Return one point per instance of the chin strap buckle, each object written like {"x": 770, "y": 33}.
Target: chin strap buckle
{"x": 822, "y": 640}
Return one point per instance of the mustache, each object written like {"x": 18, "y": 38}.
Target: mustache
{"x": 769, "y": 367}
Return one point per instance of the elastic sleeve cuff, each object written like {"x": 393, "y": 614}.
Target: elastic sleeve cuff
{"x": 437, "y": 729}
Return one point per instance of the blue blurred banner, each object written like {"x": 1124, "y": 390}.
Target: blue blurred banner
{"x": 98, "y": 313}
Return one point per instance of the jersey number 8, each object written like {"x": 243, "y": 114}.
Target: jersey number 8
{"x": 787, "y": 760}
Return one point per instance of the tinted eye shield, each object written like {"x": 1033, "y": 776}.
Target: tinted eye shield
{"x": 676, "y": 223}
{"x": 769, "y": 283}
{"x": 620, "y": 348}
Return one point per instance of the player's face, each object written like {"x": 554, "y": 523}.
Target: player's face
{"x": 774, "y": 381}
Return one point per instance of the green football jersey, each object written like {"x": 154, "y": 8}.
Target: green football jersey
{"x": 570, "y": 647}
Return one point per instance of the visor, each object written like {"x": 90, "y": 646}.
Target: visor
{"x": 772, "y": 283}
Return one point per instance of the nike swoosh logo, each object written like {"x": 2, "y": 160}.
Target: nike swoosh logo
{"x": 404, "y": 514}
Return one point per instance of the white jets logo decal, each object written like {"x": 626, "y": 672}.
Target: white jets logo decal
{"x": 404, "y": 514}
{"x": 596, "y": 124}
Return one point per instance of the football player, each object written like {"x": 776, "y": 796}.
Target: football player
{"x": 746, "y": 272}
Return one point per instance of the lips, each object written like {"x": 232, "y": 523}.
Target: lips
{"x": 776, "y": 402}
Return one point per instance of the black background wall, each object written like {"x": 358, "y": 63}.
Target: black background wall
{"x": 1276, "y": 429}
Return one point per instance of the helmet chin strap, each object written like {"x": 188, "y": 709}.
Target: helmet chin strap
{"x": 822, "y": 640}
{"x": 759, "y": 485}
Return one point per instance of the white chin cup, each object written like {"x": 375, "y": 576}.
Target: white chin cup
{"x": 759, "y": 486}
+-------+
Rewrite the records from the line containing "Return one point per instance of the white jets" through the end of the records, including both of those lines and the requests. Multiply every coordinate in the answer points by 0.95 and round each result to a whole number, with halves rounded up, while keeping the requests and their format samples unchanged.

**WRITTEN SOLUTION**
Return one point per instance of the white jets logo decal, each object written like {"x": 626, "y": 672}.
Target: white jets logo decal
{"x": 384, "y": 488}
{"x": 566, "y": 118}
Return one point per instance of the football player, each object written like {"x": 776, "y": 796}.
Target: football player
{"x": 709, "y": 258}
Return one point per instance of the lips, each object written like {"x": 232, "y": 523}.
Target: lips
{"x": 737, "y": 382}
Return one point per instance of the black background wall, each object written like {"x": 358, "y": 63}.
Target: black background wall
{"x": 1212, "y": 408}
Return one point per instance of the helmet chin strap, each object written like {"x": 188, "y": 709}.
Target: helmet chin strap
{"x": 781, "y": 608}
{"x": 721, "y": 461}
Return one point per instance of the white chin cup, each object written like {"x": 375, "y": 576}.
Target: white chin cup
{"x": 721, "y": 462}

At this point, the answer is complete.